The task: Leave the pictures out, and retype all of the material exactly as written.

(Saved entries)
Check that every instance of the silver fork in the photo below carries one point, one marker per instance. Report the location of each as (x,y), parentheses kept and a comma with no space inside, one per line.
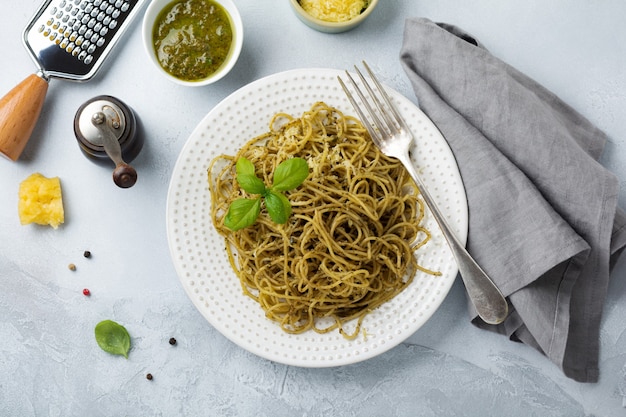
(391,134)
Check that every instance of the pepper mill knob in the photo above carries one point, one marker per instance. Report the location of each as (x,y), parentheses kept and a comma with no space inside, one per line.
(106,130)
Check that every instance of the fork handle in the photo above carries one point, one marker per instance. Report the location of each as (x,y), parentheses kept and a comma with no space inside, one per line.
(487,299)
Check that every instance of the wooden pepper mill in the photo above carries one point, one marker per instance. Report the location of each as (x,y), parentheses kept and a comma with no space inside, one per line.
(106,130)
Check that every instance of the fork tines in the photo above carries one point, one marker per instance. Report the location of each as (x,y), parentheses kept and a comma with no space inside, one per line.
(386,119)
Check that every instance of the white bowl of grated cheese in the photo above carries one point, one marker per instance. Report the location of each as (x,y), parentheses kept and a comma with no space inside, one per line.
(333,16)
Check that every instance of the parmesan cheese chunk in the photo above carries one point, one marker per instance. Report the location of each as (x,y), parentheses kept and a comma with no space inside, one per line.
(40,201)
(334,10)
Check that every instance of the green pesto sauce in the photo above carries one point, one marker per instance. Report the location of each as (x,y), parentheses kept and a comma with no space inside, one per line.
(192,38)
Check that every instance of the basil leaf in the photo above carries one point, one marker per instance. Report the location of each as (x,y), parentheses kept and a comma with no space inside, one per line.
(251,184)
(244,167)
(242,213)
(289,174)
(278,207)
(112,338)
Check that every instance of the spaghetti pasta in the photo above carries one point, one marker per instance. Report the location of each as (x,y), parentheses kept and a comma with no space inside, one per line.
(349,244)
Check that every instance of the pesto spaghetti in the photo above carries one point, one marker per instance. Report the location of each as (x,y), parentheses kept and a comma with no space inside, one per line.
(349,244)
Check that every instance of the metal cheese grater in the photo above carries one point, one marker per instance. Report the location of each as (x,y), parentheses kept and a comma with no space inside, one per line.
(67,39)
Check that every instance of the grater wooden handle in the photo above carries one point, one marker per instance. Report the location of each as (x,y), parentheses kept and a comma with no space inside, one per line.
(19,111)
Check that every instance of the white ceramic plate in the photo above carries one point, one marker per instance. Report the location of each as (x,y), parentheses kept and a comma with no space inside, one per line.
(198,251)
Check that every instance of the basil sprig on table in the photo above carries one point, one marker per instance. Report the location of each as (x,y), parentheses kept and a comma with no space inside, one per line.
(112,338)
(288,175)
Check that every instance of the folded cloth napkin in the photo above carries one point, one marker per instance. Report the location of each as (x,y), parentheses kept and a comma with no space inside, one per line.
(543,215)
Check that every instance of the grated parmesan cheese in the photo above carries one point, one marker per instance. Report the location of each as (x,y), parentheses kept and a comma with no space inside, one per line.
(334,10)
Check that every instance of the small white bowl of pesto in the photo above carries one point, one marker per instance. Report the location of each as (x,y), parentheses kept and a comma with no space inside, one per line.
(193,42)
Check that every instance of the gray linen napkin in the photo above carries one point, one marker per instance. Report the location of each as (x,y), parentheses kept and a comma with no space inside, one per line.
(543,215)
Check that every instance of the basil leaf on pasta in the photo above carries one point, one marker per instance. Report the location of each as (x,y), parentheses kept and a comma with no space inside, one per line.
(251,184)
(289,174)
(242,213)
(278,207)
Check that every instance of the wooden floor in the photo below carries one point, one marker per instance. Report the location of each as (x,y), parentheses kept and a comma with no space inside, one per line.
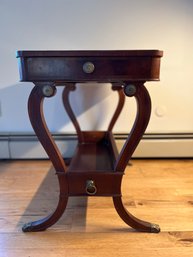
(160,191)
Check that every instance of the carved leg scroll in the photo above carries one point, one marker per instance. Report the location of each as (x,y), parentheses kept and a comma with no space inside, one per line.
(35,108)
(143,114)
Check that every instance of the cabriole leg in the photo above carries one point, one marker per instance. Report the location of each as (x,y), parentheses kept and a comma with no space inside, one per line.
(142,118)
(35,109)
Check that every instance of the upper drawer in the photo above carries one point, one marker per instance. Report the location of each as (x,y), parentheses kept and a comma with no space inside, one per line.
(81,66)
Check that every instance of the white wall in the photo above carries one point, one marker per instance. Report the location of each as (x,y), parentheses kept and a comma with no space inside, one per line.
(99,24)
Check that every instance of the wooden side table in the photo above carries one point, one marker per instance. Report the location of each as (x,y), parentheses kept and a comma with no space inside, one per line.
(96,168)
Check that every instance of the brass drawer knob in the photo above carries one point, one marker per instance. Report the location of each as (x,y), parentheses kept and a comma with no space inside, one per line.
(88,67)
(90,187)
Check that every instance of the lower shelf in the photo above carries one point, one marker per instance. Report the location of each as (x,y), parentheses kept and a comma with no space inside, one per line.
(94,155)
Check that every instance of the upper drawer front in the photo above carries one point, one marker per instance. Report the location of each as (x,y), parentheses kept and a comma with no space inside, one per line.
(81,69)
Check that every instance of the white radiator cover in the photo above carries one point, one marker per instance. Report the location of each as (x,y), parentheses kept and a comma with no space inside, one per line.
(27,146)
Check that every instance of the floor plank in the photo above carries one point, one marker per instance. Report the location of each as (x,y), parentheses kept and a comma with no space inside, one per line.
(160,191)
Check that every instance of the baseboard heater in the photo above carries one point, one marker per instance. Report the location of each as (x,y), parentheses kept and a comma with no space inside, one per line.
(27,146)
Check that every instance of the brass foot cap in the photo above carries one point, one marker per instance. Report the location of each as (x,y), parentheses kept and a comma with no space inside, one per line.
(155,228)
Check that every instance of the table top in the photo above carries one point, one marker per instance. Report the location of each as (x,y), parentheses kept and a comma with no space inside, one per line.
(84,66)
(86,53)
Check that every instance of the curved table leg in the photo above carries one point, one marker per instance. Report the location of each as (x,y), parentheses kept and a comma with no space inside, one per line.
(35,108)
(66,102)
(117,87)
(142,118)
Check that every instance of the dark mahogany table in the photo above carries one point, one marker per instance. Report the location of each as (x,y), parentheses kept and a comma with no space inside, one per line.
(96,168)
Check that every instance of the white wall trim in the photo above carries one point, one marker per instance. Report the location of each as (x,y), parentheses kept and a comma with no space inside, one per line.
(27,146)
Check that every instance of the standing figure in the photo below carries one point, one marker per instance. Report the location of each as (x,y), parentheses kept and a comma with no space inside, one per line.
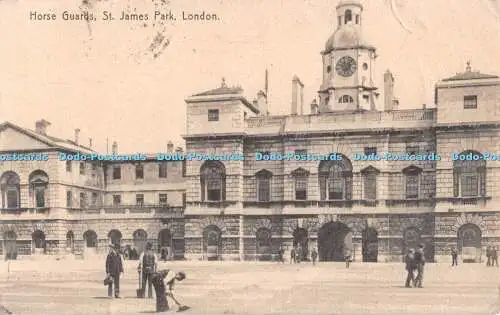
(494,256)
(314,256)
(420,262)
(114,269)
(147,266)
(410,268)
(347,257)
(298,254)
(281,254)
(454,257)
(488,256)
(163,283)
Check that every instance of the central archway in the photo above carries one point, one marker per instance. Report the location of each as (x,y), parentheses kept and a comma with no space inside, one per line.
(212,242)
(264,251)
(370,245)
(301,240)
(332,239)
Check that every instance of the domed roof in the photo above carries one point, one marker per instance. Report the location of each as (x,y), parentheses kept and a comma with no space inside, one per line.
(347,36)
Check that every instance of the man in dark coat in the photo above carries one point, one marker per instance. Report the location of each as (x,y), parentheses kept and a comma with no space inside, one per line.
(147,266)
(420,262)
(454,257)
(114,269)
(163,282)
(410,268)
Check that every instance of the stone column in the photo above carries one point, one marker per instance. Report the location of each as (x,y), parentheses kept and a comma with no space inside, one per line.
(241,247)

The reply:
Check that every instance of the silver fork in the photo below carries one point, one marker per instance. Report the location of each as (x,y), parentheses kept and a comma with no space inside, one per line.
(391,134)
Check that every instance of the pepper mill knob in the photo above carries one point, one marker per instance. Report the location of each as (x,y), parentheses kept and a comma with no space inside, one per line.
(106,130)
Check that every instance of the fork handle in the photo above carries one point, one marker per instance. Report the location of each as (x,y), parentheses kept and a comma with no space inside, one per line.
(487,299)
Check that every instance of the wooden pepper mill in the photo above carries one point, one marker per instance. Report the location of each as (x,y), parentheses kept and a comma with no space inside, one per line.
(106,130)
Check that every instance of the fork tines in the photo above carries one point, one marker per instance. Report the location of each as (x,y), parentheses kept and a comma with no space inside, one per line.
(386,119)
Check that every instance of the white bowl of grated cheese in the photo above carries one point, one marker per instance. Report the location of each as (x,y), parentheses kept and a comma with no space inside, one per line.
(333,16)
Check that every instance of the parmesan cheese chunk in the photo above carries one point, one marker per instance. Report the location of each as (x,y), parentheses kept and a comma with no space inside, one per line.
(40,201)
(334,10)
Check that every instance of the green pesto sauce in the photo above carries one point, one marker per instance. Report the location of each as (x,y), parentheses kept and a comma with no space inside, one per line.
(192,38)
Check that every instance of the basil leaf in the photo above carries one point, one marker per instance. Report the location of each as (x,y), parentheses kept and a comma with no space inside, one per line.
(251,184)
(244,167)
(242,213)
(289,174)
(278,207)
(112,338)
Check that every instance of the spaghetti pasta in the photo above carries one point, one marker per instance. Report the location of each as (x,y), parentheses kept and a comma with no space inside, one per line.
(349,244)
Check that every instance of the pesto spaghetti in the photo above carries one point, one marker per instance. Report the location of each as (x,y), parentheses kept and a comma with no space inside, one per line.
(349,244)
Check that every instance of the metal cheese grater in the photo above carries one point, one marker per instance. Report the location of each as (x,y), parentheses kept and a comma with no space inside, one per line.
(67,39)
Check that every instance of the grater wooden handle in the photo above carries one point, one marker per instance. Report the location of each as (x,y), parentheses kept and a comma with no space inside, one per line.
(19,111)
Check that every instance of the white ceramic plate in the photo above carries one point, one marker per instance. Report the location of each as (x,y), parentheses kept and a comma with no space inside, one per line.
(198,251)
Check that every instance of the basil sprig on table in the photo above carries one point, one marker per instance. Report the location of each as (x,y), parentheses kept and a comma with no space inside, one per line.
(112,338)
(288,175)
Check that every instance of the folded cloth napkin in the photo above carries one point, one marker per instance. Report the location of each as (x,y), parentheses kept and a comma with no space inside, one per line.
(543,215)
Check that every instance of the grated parmesan cheese in the photo above carries one point, one marker per instance. Report the location of each as (x,y), parentheses kept and a comma with no space inside, one per line.
(334,10)
Check that every instance of the small white bowl of pesto in the photo above carries one point, one marker per instance. Report the location of each as (x,y), parentheses kept and a comma with no space inside, one per line.
(193,42)
Check that every instance of the gray linen napkin in the photo above carries one point, one marker per instance. Report the location of each as (x,y), parentheses kept and a comma with no space inside, one per line.
(543,215)
Check that every instance of the basil leaf on pasta in the photo above carries one point, one marker per instance. Report the location of each as (x,y), parentheses kept and a comma with no space inside, one per line.
(251,184)
(289,174)
(242,213)
(278,207)
Check that every instance of the wooden floor in the photo below carries one point, one marker per instance. Report the location of each as (x,y), parentheses kept and a comma with no space inside, one per line.
(160,191)
Check that every instance of the carved leg scroll in the photo above carries one point, one marker per instance. Report the location of each as (x,y), parentheses kept and a comma with no space inside, one per line.
(35,108)
(143,114)
Check that every instance of the cabriole leg in the photo above carries one point, one marker per instance. Report the location of each as (x,y), parentheses kept and a comma with no space inside, one per line.
(142,118)
(35,109)
Check that every instance of the upper drawer in the photo above carries one point, one marker per instance. Report the location of each as (x,y), parentheses kept and a comma with no space inside, one per line.
(81,66)
Check that every instance of the white wall in the photo above carries one point, one marker per instance. Report the location of each as (x,y), parentheses kept and a comma with no space inside, one per line.
(99,24)
Check that every instance of the wooden side table in the photo above carries one point, one marker per instance. Report the location of each as (x,y), parentheses kept and a comma with no space inside, one per line.
(96,168)
Check that every instance of the brass drawer knob in the photo above carries one point, one marker per instance. Report the location of each as (x,y), parentheses kept and a comma with no space inside, one per line.
(88,67)
(90,187)
Check that every instance of the lower shelf in the photo above carries one point, one marker per instance. Report the location of each as (x,y), parentheses kept and a comma with no space inside, one per line.
(94,155)
Check that every instance of the upper drawer front in the photo above carries one point, one marker per instance. Report the location of each as (x,y), parentheses kept and a comma with no space inside, one per line.
(81,69)
Check that every instance of the white radiator cover in the photo above carries one point, one marker per instance. Report the location of each as (x,y), parentheses kept and a comma with no space inside, one per line.
(27,146)
Check that every instance of the floor plank in the photo above carries one point, one marker per instance. Report the location of each as (x,y), parentheses kept and a comma with no space inside, one per line.
(160,191)
Check that every instance of the baseboard heater in the photo above carries one point, one marker per instance. Report the location of each as (x,y), parentheses kept and a comma with no space inside, one per line.
(27,146)
Check that every instance of the brass foot cap in the photo above carries one point, one marker per instance. Report the location of each as (x,y), parentheses kept and a comma with no space inside, one per line.
(155,228)
Check that every instance of the table top in the photo above carries one point, one marker per instance. Report the location of each as (x,y), parentheses kept and a comma with no space inside, one per line.
(84,66)
(86,53)
Check that every instance of the curved table leg in the photo above carries one point, one marker per instance. Report the location of each as (x,y), parentheses kept and a comma with no space inside, one per line.
(35,108)
(66,102)
(117,87)
(142,118)
Check that every instance of the dark mahogany table in the photo above carries one point, one marker per instance. Report the location of each as (x,y), parentheses kept and a comma with no space inside, one per line.
(96,168)
Check that every instance of the white wall trim in the photo above carries one point, one marker per instance. Report the location of each as (x,y), parentheses kept and a comma with no space inside, one per line.
(27,146)
Check that every instance of the standing figure in the photo below carries one point, one marker per instance. Report the location of each as (x,y), parentheses kept and a comma with no space inside, one per line.
(494,256)
(314,256)
(420,262)
(114,269)
(147,266)
(410,268)
(347,257)
(298,254)
(281,254)
(454,257)
(488,256)
(163,283)
Check that every instance of the central archway in the photo above carries one point, one marker per instance. Report the location of each as (x,y), parentheses kept and a comma with no space inside, one per line.
(212,242)
(264,251)
(370,245)
(301,240)
(332,239)
Check that every instance of the domed roof in the photo above carries one point, one marker per instance. Report the location of each as (x,y), parentheses kept and a comma with no space inside, one per line.
(347,36)
Check that every instance of the man in dark coat in the photo above carries one point, one marker per instance. Report the location of each as (x,y), parentheses kept and a comma with no space inside, one per line.
(147,266)
(420,262)
(454,257)
(114,269)
(163,282)
(410,268)
Check that every instance of the stone column in the photo above carries one point, one marker per instance. Report the location of each as (x,y), parentheses kept and a comma with no space inside, one per line.
(241,247)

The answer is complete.